PREGUNTAS POR RESPONDER:
• A. Reproduce el pasaje del texto sobre la pandemia que comienza con las palabras que contienen "El mundo, en" y termina con "información en línea.".
• B. Prosigue el texto sobre la pandemia a partir de su última oración.

FRAGMENTO SELECCIONADO:
**********
La batalla contra el virus se gana cuando compartimos una canasta de alimentos con una familia a la que le hace falta y así evitamos que se exponga para conseguirla. Dicho de otro modo, la sanación –personal y colectiva– no está en la fuga hacia afuera que nos proporciona el entretenimiento y la industria del espectáculo, sino en el viaje hacia adentro que nos aporta la conciencia de lo que estamos viviendo

El mundo, en su dimensión económica y desarrollista, no se ha detenido, apenas ha aminorado la marcha. La vida, en su dimensión cultural y psicológica, tampoco ha parado. Los gobernantes no están pensando en cómo cambiar los modelos productivos a favor de la conservación, sino en cómo poner a funcionar nuevamente la maquinaria para recuperar el tiempo perdido. Los pensadores, que advierten del peligro de volver al ritmo de producción y consumo anteriores, ocupan un espacio marginal en el torrente de información en línea.
**********
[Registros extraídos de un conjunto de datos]
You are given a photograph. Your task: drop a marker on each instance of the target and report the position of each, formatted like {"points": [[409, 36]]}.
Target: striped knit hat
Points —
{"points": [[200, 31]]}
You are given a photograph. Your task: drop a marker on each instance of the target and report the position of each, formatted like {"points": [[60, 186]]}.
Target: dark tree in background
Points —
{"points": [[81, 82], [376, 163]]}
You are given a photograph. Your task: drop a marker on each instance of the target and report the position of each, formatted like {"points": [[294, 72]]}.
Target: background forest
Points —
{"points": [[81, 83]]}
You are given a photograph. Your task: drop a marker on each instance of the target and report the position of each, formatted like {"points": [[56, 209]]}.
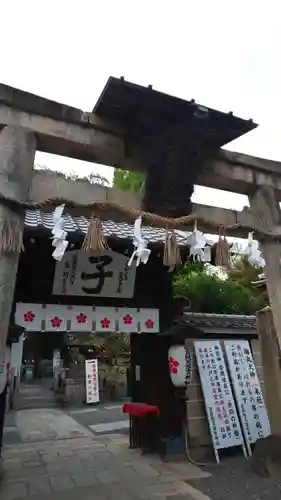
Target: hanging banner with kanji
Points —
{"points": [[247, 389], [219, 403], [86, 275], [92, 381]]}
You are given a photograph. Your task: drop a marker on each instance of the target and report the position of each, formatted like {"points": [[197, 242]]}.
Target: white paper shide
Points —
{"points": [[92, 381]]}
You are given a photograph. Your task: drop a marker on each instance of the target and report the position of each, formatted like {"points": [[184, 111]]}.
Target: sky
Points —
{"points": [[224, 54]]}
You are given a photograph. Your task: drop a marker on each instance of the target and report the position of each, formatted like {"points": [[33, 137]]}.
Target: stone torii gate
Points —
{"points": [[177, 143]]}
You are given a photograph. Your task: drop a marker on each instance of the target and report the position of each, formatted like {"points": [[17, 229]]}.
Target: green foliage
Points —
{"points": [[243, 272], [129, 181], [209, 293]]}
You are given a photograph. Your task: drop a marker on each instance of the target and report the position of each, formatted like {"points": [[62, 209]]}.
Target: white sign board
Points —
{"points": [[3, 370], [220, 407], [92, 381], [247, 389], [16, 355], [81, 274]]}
**********
RESPUESTAS EN ORDEN:
• A.
El mundo, en su dimensión económica y desarrollista, no se ha detenido, apenas ha aminorado la marcha. La vida, en su dimensión cultural y psicológica, tampoco ha parado. Los gobernantes no están pensando en cómo cambiar los modelos productivos a favor de la conservación, sino en cómo poner a funcionar nuevamente la maquinaria para recuperar el tiempo perdido. Los pensadores, que advierten del peligro de volver al ritmo de producción y consumo anteriores, ocupan un espacio marginal en el torrente de información en línea.

• B.
Millones de personas conectadas en busca de entretenimiento para sobrellevar la dura prueba que la vida les ha puesto –la de encontrarse consigo mismas– no parecen terreno fértil para un pensamiento renovador. La sociedad del espectáculo incluso ha presentado, como en un juego de apuestas, la tesis optimista de Slavoj Zizek –de que el virus le ha asestado un golpe mortal al capitalismo– versus la pesimista de Byung-Chul Han –de que el virus, más bien, ha fortalecido el aislamiento y el control social– y sus adeptos solo se preguntan quién ganará. 

La pregunta, creo yo, que corresponde a estos momentos es cómo desarrollar en el plano personal una actitud frente a los tiempos que se avecinan. O nos tomamos la pandemia como una contingencia que tenemos que superar para continuar con el modo de vida –de máxima producción y consumo– o la tomamos como un llamado de alerta mundial a construir otro –con menos explotación y más distribución– que prolongue la vida en el planeta. La decisión es personal, pero el efecto es colectivo.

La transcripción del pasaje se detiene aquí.